▶ Supplied passage
..........

However, across my internship, one of the biggest challenges I faced was while working on Kaleidoscope. The question sounded simple: how do you get an LLM to reliably judge another LLM’s output?
After a literature review, we started by defining brackets of related metrics- "voice" (empathy, structure etc.), "relevancy" (sensibleness, specificity etc.), and “accuracy” (faithfulness, factual correctness etc.)- and tried to find one generic template per bracket that could evaluate all its dimensions in a single call. For each bracket, we tested across different models, temperatures, and prompts and validated everything against over 100 Q&A pairs that we had manually annotated to be used as the ground truth.
Despite all our efforts, it didn’t work and the results were poor. I had to accept that the architecture itself was the problem. When you ask a model to evaluate multiple dimensions simultaneously, it distributes attention across all of them, and the subtle metrics tend to get drowned out by the more straightforward ones. No amount of prompt engineering would have been able to solve this.
So how did you solve this problem?
We pivoted to dedicated single-dimension judges where one judge evaluates one metric, rather than multiple. It sounds obvious in hindsight, but the improvement was immediate, with results improving by over 20% on average across the board. Those became our production “preset” metrics in Kaleidoscope.
This solution then created another problem- presets do not scale. It got us back to the drawing board to account for users defining their own custom metrics.
We decided to build an additional augmentation pipeline. When a user writes a custom rubric, an LLM transforms that definition into a full judge prompt, complete with calibration notes, reasoning structures, and failure-pattern definitions. We tested this across different augmentation models and levels of rubric detail to find what worked best for this use case.

The whole journey, with over 100 evaluation runs, and countless iterations, taught me things I could never have learnt in any classroom. Sometimes the hardest engineering problems in AI are not about the model, but about measuring it.

..........

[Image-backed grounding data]
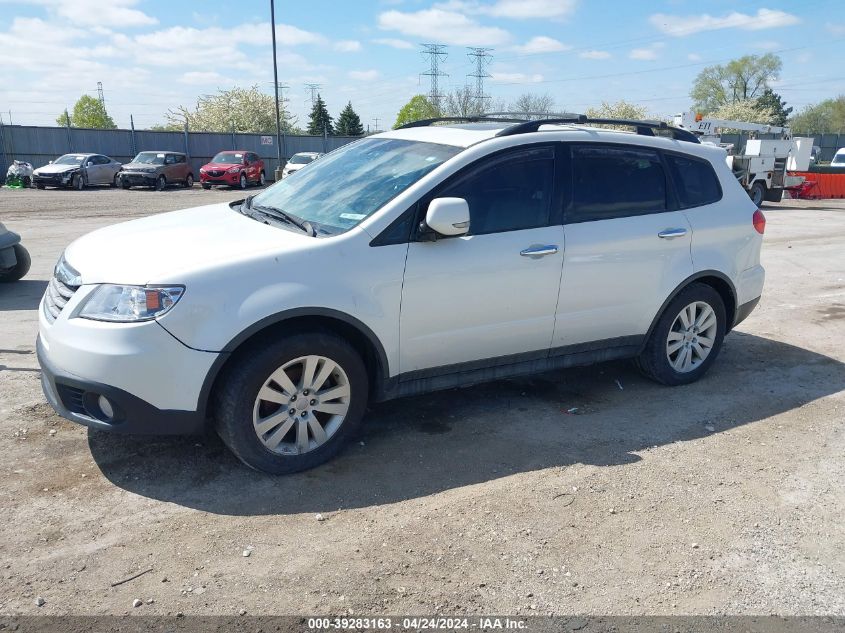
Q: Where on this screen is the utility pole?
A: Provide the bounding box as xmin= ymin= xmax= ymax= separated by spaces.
xmin=270 ymin=0 xmax=282 ymax=173
xmin=467 ymin=47 xmax=493 ymax=113
xmin=420 ymin=44 xmax=449 ymax=112
xmin=305 ymin=84 xmax=322 ymax=110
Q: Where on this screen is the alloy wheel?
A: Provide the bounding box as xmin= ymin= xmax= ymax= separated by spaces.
xmin=252 ymin=355 xmax=351 ymax=455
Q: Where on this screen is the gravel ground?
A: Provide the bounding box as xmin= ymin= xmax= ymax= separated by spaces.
xmin=0 ymin=188 xmax=845 ymax=615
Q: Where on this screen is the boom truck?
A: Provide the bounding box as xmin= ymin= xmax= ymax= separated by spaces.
xmin=674 ymin=112 xmax=813 ymax=206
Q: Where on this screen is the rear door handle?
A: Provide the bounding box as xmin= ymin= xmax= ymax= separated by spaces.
xmin=519 ymin=244 xmax=557 ymax=257
xmin=657 ymin=229 xmax=687 ymax=239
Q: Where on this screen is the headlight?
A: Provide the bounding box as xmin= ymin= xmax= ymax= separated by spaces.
xmin=79 ymin=284 xmax=185 ymax=323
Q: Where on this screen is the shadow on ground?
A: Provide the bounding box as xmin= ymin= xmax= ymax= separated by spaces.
xmin=88 ymin=332 xmax=845 ymax=515
xmin=0 ymin=279 xmax=47 ymax=312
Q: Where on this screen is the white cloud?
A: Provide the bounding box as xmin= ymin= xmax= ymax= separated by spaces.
xmin=648 ymin=9 xmax=801 ymax=37
xmin=334 ymin=40 xmax=361 ymax=53
xmin=628 ymin=42 xmax=665 ymax=61
xmin=578 ymin=51 xmax=610 ymax=59
xmin=513 ymin=35 xmax=572 ymax=55
xmin=435 ymin=0 xmax=578 ymax=20
xmin=348 ymin=70 xmax=379 ymax=81
xmin=490 ymin=73 xmax=543 ymax=84
xmin=378 ymin=9 xmax=510 ymax=46
xmin=373 ymin=37 xmax=416 ymax=50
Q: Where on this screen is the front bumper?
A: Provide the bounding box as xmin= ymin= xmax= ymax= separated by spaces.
xmin=36 ymin=336 xmax=205 ymax=435
xmin=120 ymin=171 xmax=157 ymax=187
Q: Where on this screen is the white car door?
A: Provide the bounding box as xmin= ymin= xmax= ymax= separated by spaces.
xmin=552 ymin=143 xmax=693 ymax=353
xmin=399 ymin=144 xmax=563 ymax=375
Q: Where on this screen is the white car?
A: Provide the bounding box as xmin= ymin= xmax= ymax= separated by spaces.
xmin=37 ymin=118 xmax=765 ymax=474
xmin=282 ymin=152 xmax=322 ymax=178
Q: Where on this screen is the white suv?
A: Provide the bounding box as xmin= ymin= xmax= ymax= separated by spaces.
xmin=38 ymin=117 xmax=765 ymax=474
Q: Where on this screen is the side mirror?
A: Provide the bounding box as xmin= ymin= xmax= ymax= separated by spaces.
xmin=425 ymin=198 xmax=469 ymax=237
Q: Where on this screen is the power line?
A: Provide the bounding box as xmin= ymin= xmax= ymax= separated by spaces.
xmin=467 ymin=47 xmax=493 ymax=112
xmin=420 ymin=44 xmax=449 ymax=112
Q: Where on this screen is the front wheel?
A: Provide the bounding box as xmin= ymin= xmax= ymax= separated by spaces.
xmin=0 ymin=244 xmax=32 ymax=283
xmin=636 ymin=283 xmax=726 ymax=385
xmin=214 ymin=332 xmax=369 ymax=475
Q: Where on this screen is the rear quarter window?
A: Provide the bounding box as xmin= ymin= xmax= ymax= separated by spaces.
xmin=665 ymin=154 xmax=722 ymax=209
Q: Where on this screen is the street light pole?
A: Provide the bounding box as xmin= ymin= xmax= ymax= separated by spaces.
xmin=270 ymin=0 xmax=282 ymax=175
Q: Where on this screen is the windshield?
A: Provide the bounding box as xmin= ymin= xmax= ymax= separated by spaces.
xmin=211 ymin=152 xmax=244 ymax=165
xmin=132 ymin=152 xmax=164 ymax=165
xmin=288 ymin=154 xmax=314 ymax=165
xmin=253 ymin=138 xmax=462 ymax=232
xmin=53 ymin=154 xmax=85 ymax=165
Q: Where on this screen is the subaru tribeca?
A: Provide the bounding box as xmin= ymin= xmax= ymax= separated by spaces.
xmin=38 ymin=117 xmax=765 ymax=474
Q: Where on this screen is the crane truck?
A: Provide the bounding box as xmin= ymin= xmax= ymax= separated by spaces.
xmin=674 ymin=112 xmax=813 ymax=206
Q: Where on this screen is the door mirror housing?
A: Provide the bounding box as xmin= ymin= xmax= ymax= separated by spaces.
xmin=425 ymin=198 xmax=469 ymax=237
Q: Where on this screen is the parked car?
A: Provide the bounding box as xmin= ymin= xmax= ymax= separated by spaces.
xmin=0 ymin=222 xmax=31 ymax=282
xmin=282 ymin=152 xmax=322 ymax=178
xmin=200 ymin=150 xmax=266 ymax=189
xmin=120 ymin=151 xmax=194 ymax=191
xmin=32 ymin=153 xmax=122 ymax=191
xmin=38 ymin=119 xmax=765 ymax=474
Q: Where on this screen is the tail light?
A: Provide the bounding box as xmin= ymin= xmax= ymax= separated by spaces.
xmin=751 ymin=209 xmax=766 ymax=235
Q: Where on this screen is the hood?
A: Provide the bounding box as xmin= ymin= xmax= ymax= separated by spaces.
xmin=123 ymin=163 xmax=164 ymax=171
xmin=65 ymin=203 xmax=315 ymax=285
xmin=33 ymin=164 xmax=81 ymax=174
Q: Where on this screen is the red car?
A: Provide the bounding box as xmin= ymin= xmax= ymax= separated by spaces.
xmin=200 ymin=149 xmax=266 ymax=189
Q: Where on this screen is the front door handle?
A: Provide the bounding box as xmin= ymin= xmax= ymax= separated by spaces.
xmin=657 ymin=229 xmax=687 ymax=239
xmin=519 ymin=244 xmax=557 ymax=257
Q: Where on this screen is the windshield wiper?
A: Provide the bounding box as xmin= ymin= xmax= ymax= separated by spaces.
xmin=252 ymin=202 xmax=317 ymax=237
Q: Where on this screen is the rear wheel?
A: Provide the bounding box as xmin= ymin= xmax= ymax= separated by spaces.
xmin=0 ymin=244 xmax=32 ymax=282
xmin=748 ymin=180 xmax=766 ymax=207
xmin=214 ymin=332 xmax=369 ymax=475
xmin=637 ymin=283 xmax=726 ymax=385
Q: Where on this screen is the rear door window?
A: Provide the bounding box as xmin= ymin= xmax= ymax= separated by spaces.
xmin=665 ymin=154 xmax=722 ymax=209
xmin=565 ymin=144 xmax=668 ymax=223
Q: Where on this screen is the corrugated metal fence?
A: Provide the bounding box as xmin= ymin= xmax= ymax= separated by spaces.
xmin=0 ymin=125 xmax=359 ymax=179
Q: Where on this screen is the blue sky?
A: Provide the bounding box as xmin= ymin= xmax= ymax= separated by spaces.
xmin=0 ymin=0 xmax=845 ymax=128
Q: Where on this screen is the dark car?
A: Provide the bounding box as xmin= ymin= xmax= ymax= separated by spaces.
xmin=120 ymin=151 xmax=194 ymax=191
xmin=200 ymin=150 xmax=266 ymax=189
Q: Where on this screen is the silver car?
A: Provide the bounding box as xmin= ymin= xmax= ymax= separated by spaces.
xmin=32 ymin=153 xmax=123 ymax=190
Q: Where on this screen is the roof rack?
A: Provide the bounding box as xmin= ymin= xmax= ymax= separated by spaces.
xmin=496 ymin=114 xmax=699 ymax=143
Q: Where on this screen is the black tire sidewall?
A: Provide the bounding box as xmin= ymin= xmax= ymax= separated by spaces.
xmin=215 ymin=332 xmax=369 ymax=475
xmin=640 ymin=283 xmax=726 ymax=385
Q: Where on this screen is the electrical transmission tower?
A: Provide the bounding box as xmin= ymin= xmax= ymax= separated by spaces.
xmin=305 ymin=84 xmax=321 ymax=108
xmin=467 ymin=47 xmax=493 ymax=112
xmin=420 ymin=44 xmax=449 ymax=112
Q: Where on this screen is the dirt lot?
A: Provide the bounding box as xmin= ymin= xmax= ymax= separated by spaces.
xmin=0 ymin=188 xmax=845 ymax=615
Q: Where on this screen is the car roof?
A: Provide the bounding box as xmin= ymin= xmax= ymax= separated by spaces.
xmin=374 ymin=121 xmax=726 ymax=160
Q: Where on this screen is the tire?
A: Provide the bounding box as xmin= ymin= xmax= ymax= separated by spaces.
xmin=0 ymin=244 xmax=32 ymax=283
xmin=213 ymin=331 xmax=369 ymax=475
xmin=636 ymin=283 xmax=726 ymax=385
xmin=748 ymin=180 xmax=766 ymax=208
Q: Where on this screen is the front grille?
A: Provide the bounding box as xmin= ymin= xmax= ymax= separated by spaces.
xmin=44 ymin=277 xmax=79 ymax=323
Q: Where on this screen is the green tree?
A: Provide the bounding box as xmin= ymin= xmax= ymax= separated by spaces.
xmin=789 ymin=95 xmax=845 ymax=136
xmin=308 ymin=93 xmax=334 ymax=136
xmin=56 ymin=95 xmax=117 ymax=130
xmin=757 ymin=88 xmax=792 ymax=126
xmin=393 ymin=95 xmax=440 ymax=130
xmin=164 ymin=86 xmax=296 ymax=134
xmin=335 ymin=101 xmax=364 ymax=136
xmin=690 ymin=53 xmax=783 ymax=113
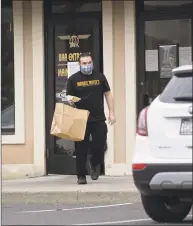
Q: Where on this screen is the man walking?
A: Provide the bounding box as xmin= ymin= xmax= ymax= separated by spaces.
xmin=67 ymin=53 xmax=116 ymax=184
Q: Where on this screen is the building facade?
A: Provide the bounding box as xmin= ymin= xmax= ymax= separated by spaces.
xmin=1 ymin=0 xmax=193 ymax=178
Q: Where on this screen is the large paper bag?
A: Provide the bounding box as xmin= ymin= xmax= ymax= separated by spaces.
xmin=50 ymin=103 xmax=89 ymax=141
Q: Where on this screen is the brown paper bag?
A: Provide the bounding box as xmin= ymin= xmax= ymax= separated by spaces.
xmin=50 ymin=103 xmax=89 ymax=141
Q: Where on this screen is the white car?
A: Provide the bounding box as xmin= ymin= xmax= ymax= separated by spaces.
xmin=132 ymin=65 xmax=193 ymax=222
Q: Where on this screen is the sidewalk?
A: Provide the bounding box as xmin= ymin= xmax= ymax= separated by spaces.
xmin=2 ymin=175 xmax=139 ymax=203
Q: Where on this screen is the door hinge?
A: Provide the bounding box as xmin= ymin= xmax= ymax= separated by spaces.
xmin=46 ymin=148 xmax=50 ymax=159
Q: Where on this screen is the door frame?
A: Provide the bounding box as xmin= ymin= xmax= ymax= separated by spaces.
xmin=135 ymin=0 xmax=193 ymax=115
xmin=44 ymin=1 xmax=103 ymax=174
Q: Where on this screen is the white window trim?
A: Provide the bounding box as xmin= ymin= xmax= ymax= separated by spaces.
xmin=32 ymin=1 xmax=46 ymax=175
xmin=2 ymin=1 xmax=25 ymax=144
xmin=102 ymin=1 xmax=115 ymax=176
xmin=124 ymin=0 xmax=136 ymax=175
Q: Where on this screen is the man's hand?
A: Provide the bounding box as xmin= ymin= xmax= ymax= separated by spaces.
xmin=109 ymin=113 xmax=116 ymax=126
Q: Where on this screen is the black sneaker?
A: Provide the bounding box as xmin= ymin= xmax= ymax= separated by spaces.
xmin=77 ymin=176 xmax=87 ymax=184
xmin=90 ymin=163 xmax=100 ymax=180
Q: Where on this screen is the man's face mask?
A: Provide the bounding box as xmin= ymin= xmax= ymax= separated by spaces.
xmin=80 ymin=63 xmax=93 ymax=75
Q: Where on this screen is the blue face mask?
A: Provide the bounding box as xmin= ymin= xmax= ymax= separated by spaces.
xmin=80 ymin=63 xmax=93 ymax=75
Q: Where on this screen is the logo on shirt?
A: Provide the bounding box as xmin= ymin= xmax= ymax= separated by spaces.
xmin=69 ymin=35 xmax=79 ymax=48
xmin=77 ymin=80 xmax=100 ymax=87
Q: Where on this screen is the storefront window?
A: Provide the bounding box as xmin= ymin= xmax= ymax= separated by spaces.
xmin=1 ymin=0 xmax=15 ymax=135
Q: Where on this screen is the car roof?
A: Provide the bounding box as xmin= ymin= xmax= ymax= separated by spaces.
xmin=172 ymin=65 xmax=192 ymax=74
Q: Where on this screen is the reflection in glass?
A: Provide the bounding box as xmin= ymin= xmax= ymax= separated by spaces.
xmin=145 ymin=19 xmax=192 ymax=102
xmin=52 ymin=0 xmax=102 ymax=14
xmin=1 ymin=0 xmax=15 ymax=135
xmin=144 ymin=0 xmax=192 ymax=12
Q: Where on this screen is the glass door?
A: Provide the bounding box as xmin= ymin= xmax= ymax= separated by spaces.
xmin=46 ymin=17 xmax=100 ymax=175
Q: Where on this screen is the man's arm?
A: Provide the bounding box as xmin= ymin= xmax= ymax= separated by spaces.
xmin=104 ymin=91 xmax=116 ymax=125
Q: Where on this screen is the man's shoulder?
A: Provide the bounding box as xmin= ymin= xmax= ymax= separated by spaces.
xmin=68 ymin=71 xmax=80 ymax=81
xmin=95 ymin=71 xmax=105 ymax=78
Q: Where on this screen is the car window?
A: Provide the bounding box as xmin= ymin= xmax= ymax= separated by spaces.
xmin=160 ymin=72 xmax=192 ymax=103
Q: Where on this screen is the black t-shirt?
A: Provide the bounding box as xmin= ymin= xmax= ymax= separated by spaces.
xmin=66 ymin=71 xmax=110 ymax=122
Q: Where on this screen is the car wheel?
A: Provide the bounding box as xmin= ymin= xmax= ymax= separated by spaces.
xmin=141 ymin=194 xmax=192 ymax=223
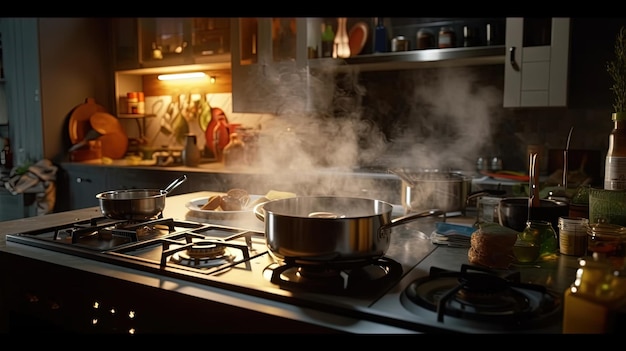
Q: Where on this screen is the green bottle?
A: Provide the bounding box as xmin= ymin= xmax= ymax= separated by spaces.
xmin=322 ymin=23 xmax=335 ymax=57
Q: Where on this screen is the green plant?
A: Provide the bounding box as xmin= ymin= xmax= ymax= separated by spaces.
xmin=606 ymin=27 xmax=626 ymax=112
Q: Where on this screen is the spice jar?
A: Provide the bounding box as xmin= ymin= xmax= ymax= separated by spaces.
xmin=438 ymin=27 xmax=456 ymax=49
xmin=563 ymin=254 xmax=626 ymax=334
xmin=587 ymin=223 xmax=626 ymax=267
xmin=417 ymin=28 xmax=435 ymax=49
xmin=559 ymin=217 xmax=589 ymax=256
xmin=513 ymin=220 xmax=558 ymax=263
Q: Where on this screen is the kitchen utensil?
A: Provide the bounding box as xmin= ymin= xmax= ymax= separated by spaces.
xmin=497 ymin=196 xmax=569 ymax=232
xmin=96 ymin=175 xmax=187 ymax=220
xmin=254 ymin=196 xmax=445 ymax=262
xmin=68 ymin=98 xmax=106 ymax=144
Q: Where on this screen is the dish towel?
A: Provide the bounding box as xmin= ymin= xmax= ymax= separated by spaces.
xmin=4 ymin=159 xmax=58 ymax=215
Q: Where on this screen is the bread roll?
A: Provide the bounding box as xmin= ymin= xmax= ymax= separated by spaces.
xmin=467 ymin=223 xmax=518 ymax=269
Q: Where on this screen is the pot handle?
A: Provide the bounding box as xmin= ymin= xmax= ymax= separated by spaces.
xmin=252 ymin=201 xmax=267 ymax=222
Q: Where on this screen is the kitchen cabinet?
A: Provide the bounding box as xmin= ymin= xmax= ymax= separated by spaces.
xmin=0 ymin=17 xmax=113 ymax=166
xmin=503 ymin=18 xmax=570 ymax=107
xmin=0 ymin=189 xmax=37 ymax=221
xmin=55 ymin=164 xmax=108 ymax=212
xmin=111 ymin=17 xmax=230 ymax=70
xmin=231 ymin=18 xmax=505 ymax=114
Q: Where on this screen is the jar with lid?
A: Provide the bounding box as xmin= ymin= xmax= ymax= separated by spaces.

..........

▶ Work to complete
- A) In the Kaleidoscope passage, how many Q&A pairs did the team annotate by hand to serve as ground truth?
- B) Do these statements agree with the Kaleidoscope passage? Answer yes or no for each, quoting the words that decide it.
(i) Switching to single-dimension judges raised results by over 20% on average.
(ii) The team believed better prompt engineering could have fixed the multi-dimension approach.
(iii) The preset metrics scaled easily to new needs.
- C) Pick up the Kaleidoscope passage after its final sentence and keep it going.

▶ Responses to the tasks
- A) Over 100.

- B)
(i) Yes: "with results improving by over 20% on average across the board"
(ii) No: "No amount of prompt engineering would have been able to solve this."
(iii) No: "presets do not scale"

- C)
What are some takeaways from your experience?
These six months have definitely taught me a lot in more ways than one. One key lesson from my work would be how to navigate projects with no fixed solution or answer key. It may be uncomfortable at first, but I feel that was where I learnt and grew the most. Having to read the literature, propose a direction and defend your results is where you take ownership of your work, and where lessons stick in a way that following instructions never achieves.
Outside of my projects, I thoroughly enjoyed and learnt a lot from the biweekly AI/ML community sharings. Be it work projects, hobby side-quests or uncovering new technologies, these sessions allowed me to delve deeper into the various other aspects of the AI landscape, and gave me a window into what everyone else was working on across the department. It was a good reminder that sometimes, learning does not just come from your own work, but how others approach different problems. The good food afterward didn’t hurt either 😈.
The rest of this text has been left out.